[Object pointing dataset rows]

----

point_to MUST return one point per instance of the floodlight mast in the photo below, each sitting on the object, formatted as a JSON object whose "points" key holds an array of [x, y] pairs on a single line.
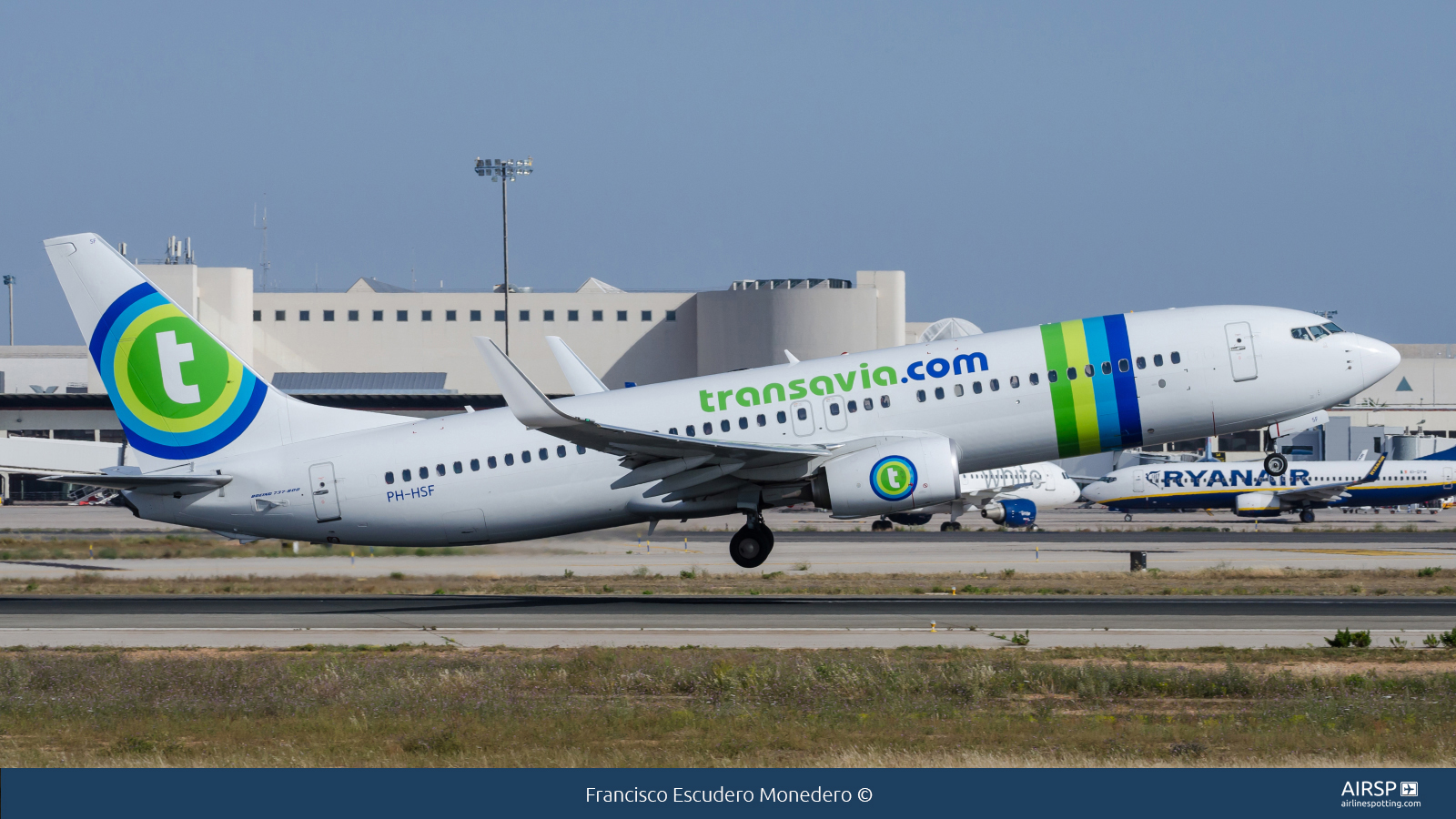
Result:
{"points": [[504, 171]]}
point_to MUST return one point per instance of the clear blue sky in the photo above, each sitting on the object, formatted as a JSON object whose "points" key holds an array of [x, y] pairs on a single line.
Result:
{"points": [[1023, 162]]}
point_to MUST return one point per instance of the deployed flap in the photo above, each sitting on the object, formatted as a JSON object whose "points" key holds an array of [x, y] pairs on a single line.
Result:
{"points": [[579, 375], [531, 409]]}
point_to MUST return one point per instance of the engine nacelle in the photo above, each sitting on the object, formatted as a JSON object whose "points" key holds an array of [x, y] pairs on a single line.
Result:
{"points": [[1011, 511], [1257, 504], [892, 477]]}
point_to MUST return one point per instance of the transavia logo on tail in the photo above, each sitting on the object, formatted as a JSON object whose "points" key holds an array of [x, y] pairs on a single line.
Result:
{"points": [[893, 479], [177, 390]]}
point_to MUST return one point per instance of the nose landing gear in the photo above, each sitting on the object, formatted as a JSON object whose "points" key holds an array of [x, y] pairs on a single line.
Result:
{"points": [[752, 544]]}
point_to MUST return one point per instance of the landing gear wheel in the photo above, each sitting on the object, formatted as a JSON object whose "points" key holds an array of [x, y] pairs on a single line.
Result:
{"points": [[1276, 464], [752, 545]]}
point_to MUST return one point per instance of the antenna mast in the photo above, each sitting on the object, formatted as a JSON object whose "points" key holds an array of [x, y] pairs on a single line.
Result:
{"points": [[262, 258]]}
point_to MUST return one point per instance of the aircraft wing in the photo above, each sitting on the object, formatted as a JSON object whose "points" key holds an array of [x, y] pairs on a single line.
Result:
{"points": [[1325, 493], [682, 464], [979, 497]]}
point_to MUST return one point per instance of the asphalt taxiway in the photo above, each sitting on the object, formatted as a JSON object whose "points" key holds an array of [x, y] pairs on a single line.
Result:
{"points": [[538, 622]]}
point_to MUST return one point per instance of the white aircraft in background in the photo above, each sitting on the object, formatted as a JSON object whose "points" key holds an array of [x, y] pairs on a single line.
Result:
{"points": [[861, 435], [1251, 491], [1011, 496]]}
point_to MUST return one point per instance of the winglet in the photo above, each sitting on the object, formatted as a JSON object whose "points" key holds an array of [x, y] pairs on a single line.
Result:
{"points": [[526, 401], [579, 375]]}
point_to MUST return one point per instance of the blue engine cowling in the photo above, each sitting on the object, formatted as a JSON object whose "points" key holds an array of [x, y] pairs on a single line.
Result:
{"points": [[1012, 511]]}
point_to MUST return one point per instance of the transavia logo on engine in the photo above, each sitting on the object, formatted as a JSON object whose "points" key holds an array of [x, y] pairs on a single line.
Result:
{"points": [[177, 390], [893, 477]]}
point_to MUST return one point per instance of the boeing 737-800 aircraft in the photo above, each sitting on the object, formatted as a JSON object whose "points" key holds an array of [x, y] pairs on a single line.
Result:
{"points": [[859, 435]]}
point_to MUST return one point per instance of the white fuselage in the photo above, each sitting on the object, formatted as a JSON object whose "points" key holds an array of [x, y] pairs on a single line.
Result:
{"points": [[570, 490]]}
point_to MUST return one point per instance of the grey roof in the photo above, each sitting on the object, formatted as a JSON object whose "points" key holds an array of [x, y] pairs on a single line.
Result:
{"points": [[361, 383]]}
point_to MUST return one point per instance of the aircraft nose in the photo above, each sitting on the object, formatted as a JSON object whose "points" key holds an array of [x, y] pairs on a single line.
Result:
{"points": [[1378, 359]]}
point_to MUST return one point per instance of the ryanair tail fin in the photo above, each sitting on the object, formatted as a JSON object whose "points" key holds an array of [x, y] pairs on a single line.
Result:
{"points": [[178, 390]]}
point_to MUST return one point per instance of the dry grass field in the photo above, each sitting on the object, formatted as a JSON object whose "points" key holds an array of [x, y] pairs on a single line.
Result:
{"points": [[703, 707], [1334, 581]]}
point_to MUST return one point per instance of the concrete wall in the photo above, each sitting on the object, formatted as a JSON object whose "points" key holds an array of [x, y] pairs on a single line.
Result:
{"points": [[752, 329]]}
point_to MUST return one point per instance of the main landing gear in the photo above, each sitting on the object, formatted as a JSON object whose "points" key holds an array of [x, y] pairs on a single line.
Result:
{"points": [[752, 545]]}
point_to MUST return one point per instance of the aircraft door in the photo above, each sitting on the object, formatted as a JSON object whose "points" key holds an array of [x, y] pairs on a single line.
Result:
{"points": [[325, 493], [803, 414], [834, 416], [1241, 351]]}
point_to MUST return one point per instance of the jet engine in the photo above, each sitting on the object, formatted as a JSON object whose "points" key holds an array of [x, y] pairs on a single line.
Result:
{"points": [[1012, 511], [1257, 504], [890, 477]]}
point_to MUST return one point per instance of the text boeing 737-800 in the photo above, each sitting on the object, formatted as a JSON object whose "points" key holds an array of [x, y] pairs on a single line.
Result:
{"points": [[861, 435]]}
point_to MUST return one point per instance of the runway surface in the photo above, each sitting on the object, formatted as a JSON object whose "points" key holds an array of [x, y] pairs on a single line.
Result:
{"points": [[713, 622]]}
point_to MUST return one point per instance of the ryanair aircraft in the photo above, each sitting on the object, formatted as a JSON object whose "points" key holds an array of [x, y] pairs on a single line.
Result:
{"points": [[861, 435], [1256, 493]]}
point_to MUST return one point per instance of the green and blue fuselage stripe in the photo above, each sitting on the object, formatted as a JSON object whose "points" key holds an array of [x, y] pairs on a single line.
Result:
{"points": [[1107, 416]]}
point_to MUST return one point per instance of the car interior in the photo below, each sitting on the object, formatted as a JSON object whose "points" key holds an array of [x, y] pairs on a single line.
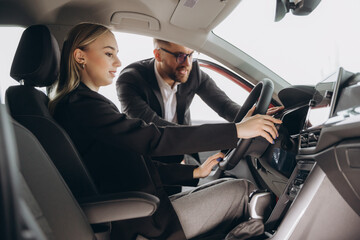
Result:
{"points": [[311, 172]]}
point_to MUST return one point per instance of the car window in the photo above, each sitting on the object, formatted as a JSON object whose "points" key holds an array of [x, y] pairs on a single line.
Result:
{"points": [[301, 50], [10, 37]]}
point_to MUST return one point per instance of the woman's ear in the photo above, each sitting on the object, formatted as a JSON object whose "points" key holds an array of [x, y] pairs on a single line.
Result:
{"points": [[79, 56]]}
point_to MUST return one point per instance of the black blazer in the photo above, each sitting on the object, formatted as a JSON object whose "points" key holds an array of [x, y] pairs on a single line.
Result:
{"points": [[140, 96], [115, 149]]}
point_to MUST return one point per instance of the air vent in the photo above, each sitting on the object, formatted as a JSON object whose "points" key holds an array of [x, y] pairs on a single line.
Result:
{"points": [[309, 139]]}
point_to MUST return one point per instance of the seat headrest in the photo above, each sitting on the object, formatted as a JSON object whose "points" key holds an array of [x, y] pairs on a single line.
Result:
{"points": [[37, 58]]}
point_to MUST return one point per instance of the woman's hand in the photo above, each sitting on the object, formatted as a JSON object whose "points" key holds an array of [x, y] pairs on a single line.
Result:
{"points": [[205, 169], [258, 125]]}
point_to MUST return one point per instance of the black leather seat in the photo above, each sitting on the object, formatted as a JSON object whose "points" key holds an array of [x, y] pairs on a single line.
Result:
{"points": [[41, 194], [36, 64]]}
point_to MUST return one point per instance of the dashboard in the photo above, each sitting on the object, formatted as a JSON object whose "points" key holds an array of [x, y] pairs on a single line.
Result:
{"points": [[321, 126]]}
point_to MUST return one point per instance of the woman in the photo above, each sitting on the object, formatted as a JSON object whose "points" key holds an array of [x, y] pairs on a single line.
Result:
{"points": [[116, 149]]}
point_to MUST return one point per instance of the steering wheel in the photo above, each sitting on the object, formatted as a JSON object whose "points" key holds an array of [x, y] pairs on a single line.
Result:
{"points": [[261, 95]]}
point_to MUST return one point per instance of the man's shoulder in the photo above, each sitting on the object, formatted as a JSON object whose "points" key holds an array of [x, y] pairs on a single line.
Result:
{"points": [[139, 66], [137, 71]]}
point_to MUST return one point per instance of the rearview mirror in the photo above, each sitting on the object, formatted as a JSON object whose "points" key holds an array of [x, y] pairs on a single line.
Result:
{"points": [[297, 7]]}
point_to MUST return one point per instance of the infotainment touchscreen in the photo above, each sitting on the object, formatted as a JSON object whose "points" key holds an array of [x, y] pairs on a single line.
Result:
{"points": [[323, 103]]}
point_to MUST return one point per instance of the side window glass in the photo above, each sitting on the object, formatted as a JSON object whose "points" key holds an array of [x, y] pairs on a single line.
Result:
{"points": [[10, 37], [200, 111]]}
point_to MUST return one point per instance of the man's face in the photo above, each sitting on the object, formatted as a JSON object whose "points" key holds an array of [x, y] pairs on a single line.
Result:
{"points": [[175, 68]]}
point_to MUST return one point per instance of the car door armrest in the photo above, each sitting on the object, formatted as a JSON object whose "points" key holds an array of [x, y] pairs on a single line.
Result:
{"points": [[120, 206]]}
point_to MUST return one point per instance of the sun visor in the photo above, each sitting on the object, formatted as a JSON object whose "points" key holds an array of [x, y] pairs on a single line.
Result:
{"points": [[135, 20], [196, 14]]}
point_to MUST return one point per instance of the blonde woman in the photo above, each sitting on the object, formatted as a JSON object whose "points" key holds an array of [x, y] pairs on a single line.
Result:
{"points": [[116, 148]]}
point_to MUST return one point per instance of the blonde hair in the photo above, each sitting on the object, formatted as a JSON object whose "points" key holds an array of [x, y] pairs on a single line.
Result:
{"points": [[79, 37]]}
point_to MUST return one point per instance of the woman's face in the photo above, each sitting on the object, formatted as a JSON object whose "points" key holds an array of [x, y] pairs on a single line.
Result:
{"points": [[100, 62]]}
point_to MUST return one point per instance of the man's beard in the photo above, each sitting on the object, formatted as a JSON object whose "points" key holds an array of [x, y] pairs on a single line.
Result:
{"points": [[178, 79]]}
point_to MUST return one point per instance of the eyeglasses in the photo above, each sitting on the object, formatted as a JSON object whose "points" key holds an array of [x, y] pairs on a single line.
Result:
{"points": [[181, 57]]}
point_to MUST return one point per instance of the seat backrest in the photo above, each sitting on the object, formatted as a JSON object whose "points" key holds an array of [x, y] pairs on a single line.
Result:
{"points": [[36, 64], [42, 188]]}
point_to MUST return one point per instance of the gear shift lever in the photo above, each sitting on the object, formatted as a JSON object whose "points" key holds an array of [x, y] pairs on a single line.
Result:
{"points": [[260, 204]]}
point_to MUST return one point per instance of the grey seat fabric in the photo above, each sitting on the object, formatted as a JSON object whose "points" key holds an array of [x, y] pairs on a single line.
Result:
{"points": [[36, 64], [42, 186]]}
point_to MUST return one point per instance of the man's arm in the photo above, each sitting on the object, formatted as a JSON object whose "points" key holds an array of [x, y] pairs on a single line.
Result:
{"points": [[133, 94]]}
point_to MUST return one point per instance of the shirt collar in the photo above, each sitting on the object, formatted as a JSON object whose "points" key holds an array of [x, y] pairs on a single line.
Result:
{"points": [[162, 83]]}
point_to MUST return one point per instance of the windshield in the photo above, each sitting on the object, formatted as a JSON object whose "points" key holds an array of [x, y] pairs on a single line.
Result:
{"points": [[300, 49]]}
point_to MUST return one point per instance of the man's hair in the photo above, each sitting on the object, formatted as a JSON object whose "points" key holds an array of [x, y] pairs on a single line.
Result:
{"points": [[157, 42], [80, 37]]}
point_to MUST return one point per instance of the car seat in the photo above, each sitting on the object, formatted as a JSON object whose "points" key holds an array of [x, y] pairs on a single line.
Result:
{"points": [[36, 64]]}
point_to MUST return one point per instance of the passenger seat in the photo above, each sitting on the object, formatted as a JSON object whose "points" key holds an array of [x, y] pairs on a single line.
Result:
{"points": [[36, 64], [50, 200]]}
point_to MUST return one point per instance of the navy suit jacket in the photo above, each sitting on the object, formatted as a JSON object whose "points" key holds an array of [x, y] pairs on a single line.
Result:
{"points": [[140, 96], [116, 151]]}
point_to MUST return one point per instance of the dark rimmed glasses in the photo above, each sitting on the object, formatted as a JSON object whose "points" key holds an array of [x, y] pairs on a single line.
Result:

----

STATED TASK
Repeat, character for character, the lines from the one that holds "point_to MUST return one point per instance of the man's arm" to the final line of the material, inclusive, and no other lines.

EXPECTED ANSWER
point_to MUST return one point per instance of the man's arm in the photo above, each sitting on the object, formatted as a JSON object whose "points" key holds an array of [x, y] pairs on a single line.
Result:
{"points": [[133, 94]]}
point_to MUST return one point per instance of the shirt collar in the photo above, each sitting on the object, formatted as a JSON object whose "points" key holds an array of [x, y] pairs on a single line.
Result:
{"points": [[162, 83]]}
point_to MUST return one point per instance of the windshield in the photo above, each sitting on the object, formatted as a JSON object whose "points" key holds an array of [x, y] pairs on a single line.
Result:
{"points": [[300, 49]]}
point_to MUST return one point per instance of the man's hair in the photo above, each sitting on the object, formatted as a JSON object whose "points" key holds an array of [x, y] pairs on a single line.
Result:
{"points": [[157, 42], [80, 37]]}
point_to MUST return one point per instance of the car seat in the photo above, each sitting on the object, formatted as a JSON object whose "points" key holds an array of [x, y] pairs on a single line.
Result:
{"points": [[36, 64]]}
point_to MUST return one point per instance of the passenger seat in the photo above, each sitting on the object, formatted as a JSON object whose "points" key holds an array of [x, y] pairs on a single line.
Result:
{"points": [[36, 64], [50, 200]]}
point_to MUST return one point per instance of the navy suit jacket in the photo above, each sitting on the object, formatted as a JSON object whose "points" key holds an array of [x, y] pairs on a single line.
Result:
{"points": [[140, 96], [116, 151]]}
point_to MUST return one point per instance of the dark rimmed glasses in the photo above, each sitting on the object, formatted as a JSON object whose "points" key holds an array of [x, y] pairs on a single line.
Result:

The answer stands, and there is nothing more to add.